Task to carry out - The entries are to be duplicated exactly, though any picture in them must be omitted.

Data under study -
○ ○ ○

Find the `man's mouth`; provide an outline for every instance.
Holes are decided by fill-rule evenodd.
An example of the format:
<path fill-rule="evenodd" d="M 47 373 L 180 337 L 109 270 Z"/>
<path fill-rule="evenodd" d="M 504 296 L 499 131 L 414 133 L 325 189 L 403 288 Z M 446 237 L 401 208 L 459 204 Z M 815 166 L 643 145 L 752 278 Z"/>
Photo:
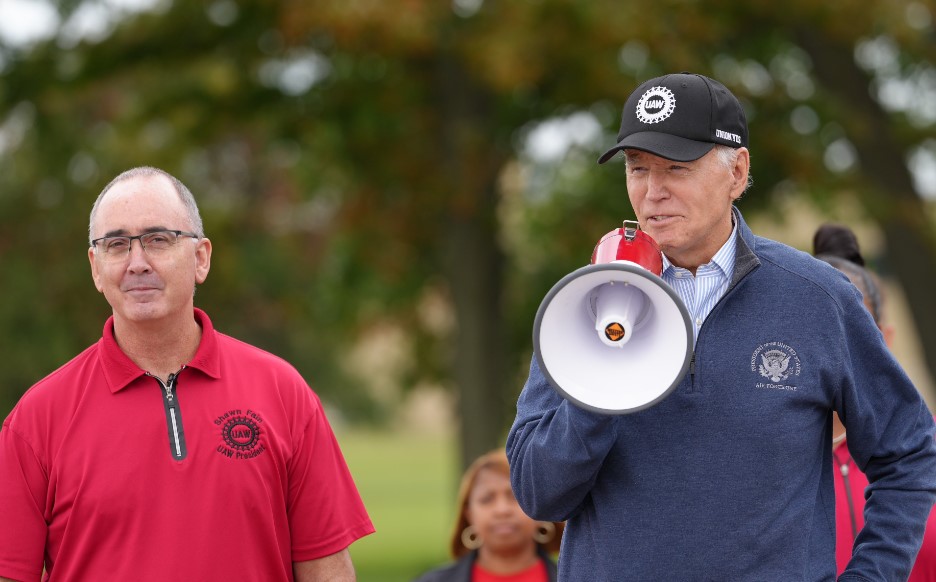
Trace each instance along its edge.
<path fill-rule="evenodd" d="M 125 287 L 124 293 L 147 293 L 149 291 L 159 291 L 159 287 L 154 285 L 133 285 Z"/>
<path fill-rule="evenodd" d="M 145 291 L 159 291 L 162 285 L 158 281 L 125 281 L 120 290 L 124 293 L 142 293 Z"/>

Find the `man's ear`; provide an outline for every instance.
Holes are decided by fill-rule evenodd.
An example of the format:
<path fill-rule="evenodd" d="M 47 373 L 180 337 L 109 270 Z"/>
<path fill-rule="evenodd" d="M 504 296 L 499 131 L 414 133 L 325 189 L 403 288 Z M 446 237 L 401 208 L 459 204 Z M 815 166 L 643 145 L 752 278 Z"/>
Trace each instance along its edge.
<path fill-rule="evenodd" d="M 101 286 L 101 274 L 98 273 L 97 261 L 94 257 L 94 247 L 88 247 L 88 261 L 91 262 L 91 279 L 94 280 L 94 287 L 98 290 L 98 293 L 103 293 L 104 288 Z"/>
<path fill-rule="evenodd" d="M 195 249 L 195 283 L 201 285 L 208 278 L 211 270 L 211 241 L 207 238 L 198 239 L 198 248 Z"/>
<path fill-rule="evenodd" d="M 738 148 L 734 167 L 731 168 L 731 199 L 737 200 L 747 189 L 748 175 L 751 171 L 751 152 L 747 148 Z"/>

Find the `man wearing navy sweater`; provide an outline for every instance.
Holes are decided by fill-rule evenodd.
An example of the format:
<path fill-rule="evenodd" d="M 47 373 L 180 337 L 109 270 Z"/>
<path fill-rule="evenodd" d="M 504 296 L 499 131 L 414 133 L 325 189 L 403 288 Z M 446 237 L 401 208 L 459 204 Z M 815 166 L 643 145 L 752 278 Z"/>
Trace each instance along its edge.
<path fill-rule="evenodd" d="M 681 73 L 631 94 L 599 159 L 623 152 L 695 345 L 669 396 L 621 416 L 565 400 L 534 357 L 507 454 L 523 509 L 568 521 L 560 580 L 834 580 L 832 411 L 870 480 L 839 579 L 910 572 L 936 500 L 932 414 L 860 293 L 748 228 L 747 144 L 737 98 Z"/>

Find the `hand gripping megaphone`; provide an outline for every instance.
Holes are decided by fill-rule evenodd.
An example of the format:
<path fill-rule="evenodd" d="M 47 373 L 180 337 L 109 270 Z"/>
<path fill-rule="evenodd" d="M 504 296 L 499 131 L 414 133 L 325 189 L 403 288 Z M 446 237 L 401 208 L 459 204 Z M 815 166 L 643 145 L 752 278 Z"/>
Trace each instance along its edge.
<path fill-rule="evenodd" d="M 591 264 L 546 294 L 533 348 L 547 379 L 573 404 L 628 414 L 660 402 L 682 381 L 692 320 L 662 273 L 656 242 L 624 221 L 601 238 Z"/>

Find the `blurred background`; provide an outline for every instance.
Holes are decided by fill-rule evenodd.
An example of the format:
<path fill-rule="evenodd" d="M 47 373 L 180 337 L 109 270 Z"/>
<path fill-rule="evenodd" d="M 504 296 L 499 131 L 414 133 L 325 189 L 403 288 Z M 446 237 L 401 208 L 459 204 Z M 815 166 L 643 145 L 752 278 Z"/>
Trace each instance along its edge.
<path fill-rule="evenodd" d="M 215 326 L 322 396 L 378 529 L 359 579 L 447 559 L 462 468 L 503 445 L 539 302 L 633 217 L 614 143 L 643 80 L 725 83 L 755 232 L 825 221 L 884 280 L 933 408 L 930 0 L 0 0 L 0 413 L 100 337 L 88 213 L 153 165 L 214 243 Z M 765 314 L 766 315 L 766 314 Z"/>

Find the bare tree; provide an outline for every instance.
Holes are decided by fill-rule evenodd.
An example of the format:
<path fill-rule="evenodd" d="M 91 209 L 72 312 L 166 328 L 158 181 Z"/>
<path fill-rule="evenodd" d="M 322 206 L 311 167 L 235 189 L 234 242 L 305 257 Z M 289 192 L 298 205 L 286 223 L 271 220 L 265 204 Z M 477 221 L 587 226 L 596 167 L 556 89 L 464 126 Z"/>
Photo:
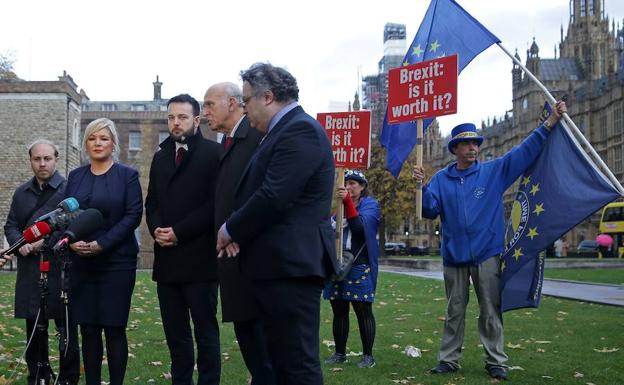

○ ○ ○

Answer to this problem -
Find the `man's mouth`; provide an outline for every instance.
Holes are decided by fill-rule evenodd.
An example of the format:
<path fill-rule="evenodd" d="M 47 373 L 180 337 L 109 270 Z"/>
<path fill-rule="evenodd" d="M 504 296 L 499 131 L 414 133 L 325 189 L 403 288 Z M 446 237 L 401 208 L 459 204 Z M 815 166 L 643 145 L 752 278 Z"/>
Photo:
Trace each instance along its edge.
<path fill-rule="evenodd" d="M 125 287 L 124 293 L 147 293 L 149 291 L 159 291 L 159 287 L 154 285 L 133 285 Z"/>
<path fill-rule="evenodd" d="M 145 291 L 159 291 L 162 285 L 158 281 L 125 281 L 120 290 L 124 293 L 142 293 Z"/>

Find the `man's ear`; provide an outline for every instance.
Holes are decided by fill-rule evenodd.
An example of the format:
<path fill-rule="evenodd" d="M 47 373 L 180 337 L 109 270 Z"/>
<path fill-rule="evenodd" d="M 504 296 L 499 131 L 414 133 L 325 189 L 403 288 Z M 446 237 L 401 208 L 459 204 Z M 815 166 L 643 145 L 752 278 Z"/>
Trace each instance along its edge.
<path fill-rule="evenodd" d="M 101 286 L 101 274 L 98 273 L 97 261 L 94 257 L 94 247 L 88 247 L 88 261 L 91 262 L 91 279 L 94 280 L 94 287 L 98 290 L 98 293 L 103 293 L 104 288 Z"/>
<path fill-rule="evenodd" d="M 195 249 L 195 283 L 201 285 L 208 278 L 211 270 L 211 241 L 207 238 L 198 239 L 198 248 Z"/>
<path fill-rule="evenodd" d="M 738 148 L 734 167 L 731 168 L 731 199 L 737 200 L 747 189 L 748 175 L 751 171 L 751 152 L 747 148 Z"/>

Find the `man wearing navy sweater`; provide an outline for every instance.
Holes are decided by fill-rule evenodd.
An example of the format:
<path fill-rule="evenodd" d="M 47 373 L 180 337 L 109 270 Z"/>
<path fill-rule="evenodd" d="M 504 296 L 499 131 L 414 133 L 325 189 L 403 288 Z M 446 237 L 401 208 L 459 204 Z M 815 166 L 643 145 L 752 278 Z"/>
Trace each instance along its edge.
<path fill-rule="evenodd" d="M 681 73 L 631 94 L 599 159 L 623 152 L 695 345 L 669 396 L 621 416 L 565 400 L 534 357 L 507 454 L 523 509 L 568 521 L 560 580 L 834 580 L 832 411 L 870 480 L 839 579 L 910 572 L 936 500 L 932 414 L 860 293 L 748 228 L 747 144 L 737 98 Z"/>

Find the `hand gripping megaphone`; provide an outline for every instance.
Holes are decided by fill-rule evenodd.
An example of the format:
<path fill-rule="evenodd" d="M 47 373 L 180 337 L 109 270 Z"/>
<path fill-rule="evenodd" d="M 504 296 L 499 131 L 414 133 L 325 189 L 403 288 Z M 446 237 L 401 208 L 459 204 Z M 815 166 L 643 145 L 752 278 Z"/>
Trace each instance along its edge.
<path fill-rule="evenodd" d="M 591 264 L 546 294 L 533 348 L 547 379 L 573 404 L 628 414 L 660 402 L 682 381 L 692 320 L 662 273 L 656 242 L 624 221 L 601 238 Z"/>

Find the `blurred background`; provide an outline for every instance.
Holes are decided by fill-rule evenodd.
An example of the format:
<path fill-rule="evenodd" d="M 47 373 L 180 337 L 109 270 Z"/>
<path fill-rule="evenodd" d="M 504 296 L 499 131 L 414 133 L 325 189 L 403 288 Z M 446 237 L 401 208 L 459 204 Z M 815 166 L 643 145 L 752 278 Z"/>
Trace each instance along its edge.
<path fill-rule="evenodd" d="M 215 326 L 322 396 L 378 529 L 359 579 L 447 559 L 462 468 L 503 445 L 539 302 L 633 217 L 614 143 L 643 80 L 725 83 L 755 232 L 825 221 L 884 280 L 933 408 L 930 0 L 0 0 L 0 413 L 100 337 L 88 213 L 153 165 L 214 243 Z M 765 314 L 766 315 L 766 314 Z"/>

Find the bare tree; provide an outline for every instance.
Holes are decided by fill-rule evenodd.
An example of the format:
<path fill-rule="evenodd" d="M 91 209 L 72 312 L 166 328 L 158 181 Z"/>
<path fill-rule="evenodd" d="M 322 206 L 311 167 L 235 189 L 234 242 L 305 257 Z M 289 192 L 298 205 L 286 223 L 271 220 L 265 204 Z M 477 221 L 587 226 L 596 167 L 556 89 L 464 126 Z"/>
Photo:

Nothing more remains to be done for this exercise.